### Selected excerpt
########################################

Just like a lot of movies with a “sex, drugs, and rock n’ roll” theme, the women of Happiness Runs are routinely objectified. There are several instances of full frontal female nudity—the exposed female bodies juxtaposed with male bodies that are always covered with at least boxer shorts, if they aren’t completely clothed. The men and boys routinely use the women sexually, an attitude that the women seem to encourage. Becky is referred to as “everybody’s girlfriend,” not seeming to understand that the males in the commune aren’t automatically entitled to access to her body. She even goes so far as to climb into Victor’s bed, saying, “You can do whatever you want to me.” The fact that Rachel (Laura Peters), the only girl in the bunch inclined to call the boys out on their disrespectful attitudes, is the “ugly” one that none of the boys seem to want is another slap at the women’s liberation movement.

And Happiness Runs marries sexuality and violence in an especially disturbing way, with no fewer than three shots of Becky’s nude body covered in blood. (Becky also gets her hip thrown out during a bout of passionate sex; an event that amuses the boys to no end.) It’s been a long time since a film managed to offend most of my feminist sensibilities. Then again, it’s been a long time since I saw a movie this bad.

########################################

### Dataset entries
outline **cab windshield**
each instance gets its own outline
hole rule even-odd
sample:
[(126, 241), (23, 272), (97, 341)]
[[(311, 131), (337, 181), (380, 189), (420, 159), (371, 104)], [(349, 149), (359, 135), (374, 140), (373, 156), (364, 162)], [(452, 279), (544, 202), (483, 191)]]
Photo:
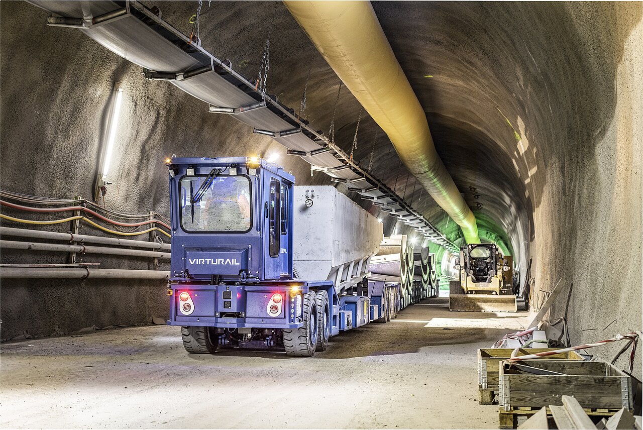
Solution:
[(202, 197), (194, 195), (207, 175), (186, 176), (181, 180), (181, 223), (186, 231), (246, 233), (252, 225), (250, 181), (245, 176), (219, 176), (204, 187)]
[(488, 258), (491, 251), (486, 246), (476, 246), (469, 253), (472, 258)]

########################################

### What to work on
1. Retype the passage from the Happiness Runs review, starting with "And Happiness Runs" and going on through "movie this bad.".
2. Which characters from the film does the Happiness Runs review mention by name?

### Solutions to the problems
1.
And Happiness Runs marries sexuality and violence in an especially disturbing way, with no fewer than three shots of Becky’s nude body covered in blood. (Becky also gets her hip thrown out during a bout of passionate sex; an event that amuses the boys to no end.) It’s been a long time since a film managed to offend most of my feminist sensibilities. Then again, it’s been a long time since I saw a movie this bad.

2.
Becky
Victor
Rachel